### Goal of the exercise
Each line of the listing must be set down exactly as it stands.

### The input
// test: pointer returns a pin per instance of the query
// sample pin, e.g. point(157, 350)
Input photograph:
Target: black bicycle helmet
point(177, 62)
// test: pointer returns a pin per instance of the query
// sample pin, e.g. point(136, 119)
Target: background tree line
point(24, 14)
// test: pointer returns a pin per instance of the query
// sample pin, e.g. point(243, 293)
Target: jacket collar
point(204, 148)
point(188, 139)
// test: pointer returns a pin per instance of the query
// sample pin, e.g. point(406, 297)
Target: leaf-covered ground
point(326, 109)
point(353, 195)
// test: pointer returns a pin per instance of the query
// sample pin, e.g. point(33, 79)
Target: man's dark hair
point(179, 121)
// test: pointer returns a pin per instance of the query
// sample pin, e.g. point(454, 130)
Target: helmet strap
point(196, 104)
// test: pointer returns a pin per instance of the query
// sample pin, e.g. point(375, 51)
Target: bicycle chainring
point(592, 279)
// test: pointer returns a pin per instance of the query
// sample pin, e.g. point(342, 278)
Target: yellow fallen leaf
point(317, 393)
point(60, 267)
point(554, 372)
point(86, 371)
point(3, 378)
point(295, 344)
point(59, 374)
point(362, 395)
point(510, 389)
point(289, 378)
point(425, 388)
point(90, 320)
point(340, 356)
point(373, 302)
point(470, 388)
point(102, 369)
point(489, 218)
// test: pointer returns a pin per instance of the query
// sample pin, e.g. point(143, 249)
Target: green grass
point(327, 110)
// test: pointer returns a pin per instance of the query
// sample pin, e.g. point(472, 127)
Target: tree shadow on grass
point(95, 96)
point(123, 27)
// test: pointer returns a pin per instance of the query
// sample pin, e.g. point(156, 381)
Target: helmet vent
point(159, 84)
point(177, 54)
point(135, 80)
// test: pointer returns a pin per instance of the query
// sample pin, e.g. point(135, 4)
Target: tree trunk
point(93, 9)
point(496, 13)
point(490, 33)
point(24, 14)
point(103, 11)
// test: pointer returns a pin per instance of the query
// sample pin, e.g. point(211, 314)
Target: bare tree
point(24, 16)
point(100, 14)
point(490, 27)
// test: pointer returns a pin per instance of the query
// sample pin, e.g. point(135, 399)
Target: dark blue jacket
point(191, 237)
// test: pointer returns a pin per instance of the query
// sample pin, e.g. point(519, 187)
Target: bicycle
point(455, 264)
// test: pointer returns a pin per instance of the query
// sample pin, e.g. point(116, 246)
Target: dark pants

### Response area
// test: pointer returns a pin per instance of the query
// sample pin, e.g. point(157, 350)
Input photograph:
Target: black bicycle helmet
point(177, 62)
// test: pointer returns a pin per instance of the query
// sample pin, e.g. point(136, 119)
Target: background tree line
point(24, 14)
// test: pointer returns a pin per instance of the query
// sample pin, e.g. point(243, 293)
Target: jacket collar
point(204, 148)
point(188, 139)
// test: pointer returns a pin per instance of the query
// sample pin, e.g. point(406, 297)
Target: leaf-covered ground
point(326, 109)
point(353, 195)
// test: pointer returns a pin per instance of the query
// sample pin, e.g. point(33, 79)
Target: man's dark hair
point(179, 121)
// test: pointer returns a pin per instance of the query
// sample pin, e.g. point(454, 130)
Target: helmet strap
point(196, 104)
// test: pointer returns a pin per instance of the query
// sample pin, e.g. point(375, 51)
Target: bicycle chainring
point(592, 279)
// test: pointer returns a pin per instance of the query
// sample pin, e.g. point(342, 278)
Target: yellow fallen leaf
point(317, 393)
point(60, 267)
point(554, 372)
point(86, 371)
point(3, 378)
point(295, 344)
point(59, 374)
point(362, 395)
point(510, 389)
point(289, 378)
point(425, 388)
point(90, 320)
point(340, 356)
point(373, 302)
point(470, 388)
point(102, 369)
point(489, 218)
// test: pointer returns a pin per instance of the query
// sample pin, e.g. point(143, 249)
Target: green grass
point(327, 110)
// test: pointer returns a pin per instance of the query
// sample pin, e.g. point(472, 127)
Target: tree shadow on grass
point(95, 96)
point(123, 27)
// test: pointer returns a pin per instance of the query
// sample pin, e.g. point(156, 381)
Target: helmet vent
point(159, 84)
point(177, 54)
point(135, 80)
// test: pointer returns a pin per instance of the query
// sample pin, e.g. point(135, 4)
Target: tree trunk
point(93, 9)
point(496, 13)
point(490, 33)
point(24, 14)
point(103, 11)
// test: pointer returns a pin per instance of the query
// sample pin, e.g. point(211, 314)
Target: bare tree
point(24, 16)
point(100, 14)
point(490, 27)
// test: pointer returns a pin per instance of the query
// sample pin, e.g. point(135, 399)
Target: dark blue jacket
point(191, 237)
// test: pointer returns a pin per instance of the query
// sample pin, e.g. point(519, 187)
Target: bicycle
point(455, 264)
// test: pointer returns a pin per instance of the query
// sample pin, e.g. point(116, 246)
Target: dark pants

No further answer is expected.